— Begin Exercise input —
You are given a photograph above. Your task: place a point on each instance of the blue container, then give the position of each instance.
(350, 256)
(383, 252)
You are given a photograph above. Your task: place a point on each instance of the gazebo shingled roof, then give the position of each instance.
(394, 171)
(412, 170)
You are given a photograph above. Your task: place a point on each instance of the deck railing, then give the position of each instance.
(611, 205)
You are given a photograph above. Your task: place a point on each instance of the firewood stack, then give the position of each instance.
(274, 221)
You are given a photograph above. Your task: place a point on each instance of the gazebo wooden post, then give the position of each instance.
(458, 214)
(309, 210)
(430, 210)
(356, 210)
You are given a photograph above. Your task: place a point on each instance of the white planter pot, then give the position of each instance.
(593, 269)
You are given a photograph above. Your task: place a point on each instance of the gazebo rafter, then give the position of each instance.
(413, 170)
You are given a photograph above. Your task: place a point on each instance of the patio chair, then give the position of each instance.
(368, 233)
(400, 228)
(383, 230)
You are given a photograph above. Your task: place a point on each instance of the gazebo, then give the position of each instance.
— End Exercise input —
What you are asked to do: Locate the line that contains "roof, then give the position of each instance.", then please quote it and every line after it to the end of the entries above, exactly and with nothing else.

Solution below:
You are given a photograph above. Your task: place a point on each instance of the gazebo shingled roof, then give the position of each instance.
(394, 171)
(412, 170)
You are given a photograph above. Your task: place a point on each instance of the deck railing, then give the position of each instance.
(611, 205)
You are given a photograph above. Your task: place a point on each instance of the firewood stack, then give the position of each instance.
(274, 221)
You are given a photograph above. Your task: place a point on each instance of the gazebo wooden post, then give the position of each instance.
(458, 214)
(309, 210)
(430, 210)
(356, 210)
You are given a photograph above. Your task: place a point on each instance of the white planter pot, then give the position of each instance.
(593, 269)
You are given a photograph above. Your task: place a point on each instance of the gazebo rafter, then give the position of each instance.
(413, 170)
You are given a photograph above. Your task: place a point on each instance of the patio chair, then give the position of each instance.
(368, 233)
(400, 228)
(383, 230)
You are given a photograph above. Your task: place a point on each instance of the gazebo, then give the position of each instance.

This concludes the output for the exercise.